Given instruction –
Can you quote the prime-factor discussion word for word, starting with "Second, the wording" and going on through "here in india."?

Text shown –
Second, the wording is not precise. This number has six prime factors (not an answer) but two of them are the same, so there are five distinct prime factors. The text of the question omitted that crucial word.

Finally, I do a LOT of math in my head, but I needed a calculator for this. It's a little beyond me how anyone other than a savant would do this without a calculator.

As I found with aid of a calculator
777,777 = 49*15,873 = (3)(7^2)(11)(13)(37)

Those are my thoughts.
Mike :-)
Show more

hi mike, thanks for responding and clearing the air regarding the question. i got this question, from one of my friend, who is also preparing for gmat at the well known institute over here in india.

well, regarding the solution. this is how, i responded to this question.

Rule : All numbers whose digits are same and are in a multiple of six will always be divisible by 7,11 and 13. thus 111111,111111111111 will always be divisible by 7,11 and 13.

Pointing dataset lines
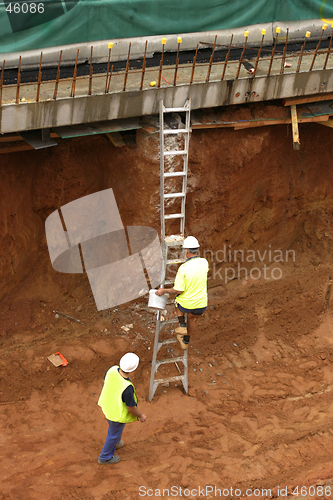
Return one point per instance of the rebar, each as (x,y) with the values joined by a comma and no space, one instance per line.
(211,61)
(74,75)
(90,71)
(317,48)
(193,65)
(259,52)
(242,55)
(1,79)
(107,70)
(57,78)
(226,58)
(273,52)
(18,82)
(143,66)
(284,53)
(39,77)
(127,66)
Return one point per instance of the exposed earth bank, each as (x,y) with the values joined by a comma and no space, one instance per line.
(259,410)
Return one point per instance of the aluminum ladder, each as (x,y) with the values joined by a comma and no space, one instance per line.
(173,241)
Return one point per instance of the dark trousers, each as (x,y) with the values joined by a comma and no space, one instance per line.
(112,439)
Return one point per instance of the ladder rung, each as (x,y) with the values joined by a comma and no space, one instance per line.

Output for this task –
Second, the wording is not precise. This number has six prime factors (not an answer) but two of them are the same, so there are five distinct prime factors. The text of the question omitted that crucial word.

Finally, I do a LOT of math in my head, but I needed a calculator for this. It's a little beyond me how anyone other than a savant would do this without a calculator.

As I found with aid of a calculator
777,777 = 49*15,873 = (3)(7^2)(11)(13)(37)

Those are my thoughts.
Mike :-)
Show more

hi mike, thanks for responding and clearing the air regarding the question. i got this question, from one of my friend, who is also preparing for gmat at the well known institute over here in india.